Problem 1
From the lumbar kinematics text, return everything from "Finally, observing the" down to "shows larger estimates.", copied without changes.
Problem 2
In the lumbar kinematics text, condense the paragraph beginning "Finally, observing the in silico models" into a shorter version that keeps its main facts.

Text segment

<<<<

Finally, the kinematic analysis demonstrates good consistency between the in silico models and the lumbar phantom. Figure 3 and Figure 4 illustrate the $\operatorname{ROM}\left(\Delta \beta_{\text {rel}}\right.$ and $\left.\Delta \varphi_h\right)$ calculated as the difference of the angles at rest configuration and at $2^{\circ}$ bended. Results show a cranio-caudally angular displacement decreasing pattern: upper vertebrae display greater mobility than the distal ones. The high reproducibility of the experimental tests is confirmed by the low variability of kinematic results, almost negligible. Furthermore, extension motion-control loading induces wider variation of angles for upper vertebrae: T12-L1 and L1-L2 $\Delta \beta_{\text {rel}}$ are almost $1^{\circ}$ greater than in flexion. This cannot be said for the lower part of the lumbar segment, where L3-L4 behaviour is almost the same in the two circumstances and L4-L5 demonstrates a more pronounced mobility in flexion ($0.5^{\circ}$ greater). Therefore, the gradient of $\Delta \beta_{\text {rel}}$ ranges along the spine segment reveals being higher in extension than in flexion. The chart in Figure 4, reporting the results of $\Delta \varphi_h$, illustrates interesting aspects: the direction of the motion-control loading seems not varying the orientation variances, except for the extremes of the lumbar segment. Indeed, L1 registers an inclination greater of $0.6^{\circ}$ in flexion than in extension, while L5's pitch angle decreases of almost $0.5^{\circ}$ in extension.

Finally, observing the in silico models, it is possible to assess that the follower loaded multibody model reveals a very strong kinematic accuracy since in almost all cases it provides angular values included in the experimental range. On the contrary, the multibody model not pre-compressed generally shows larger estimates.

>>>>

Collected material
<<<<

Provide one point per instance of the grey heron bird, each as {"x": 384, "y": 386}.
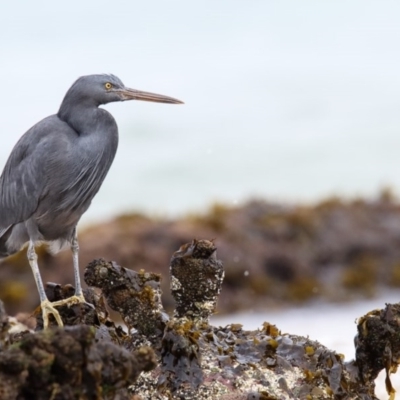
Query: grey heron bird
{"x": 55, "y": 170}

>>>>

Exercise response 1
Finally, observing the in silico models, it is possible to assess that the follower loaded multibody model reveals a very strong kinematic accuracy since in almost all cases it provides angular values included in the experimental range. On the contrary, the multibody model not pre-compressed generally shows larger estimates.

Exercise response 2
The follower-loaded multibody model is highly accurate kinematically, giving angular values within the experimental range in almost all cases. The model without pre-compression generally gives larger estimates.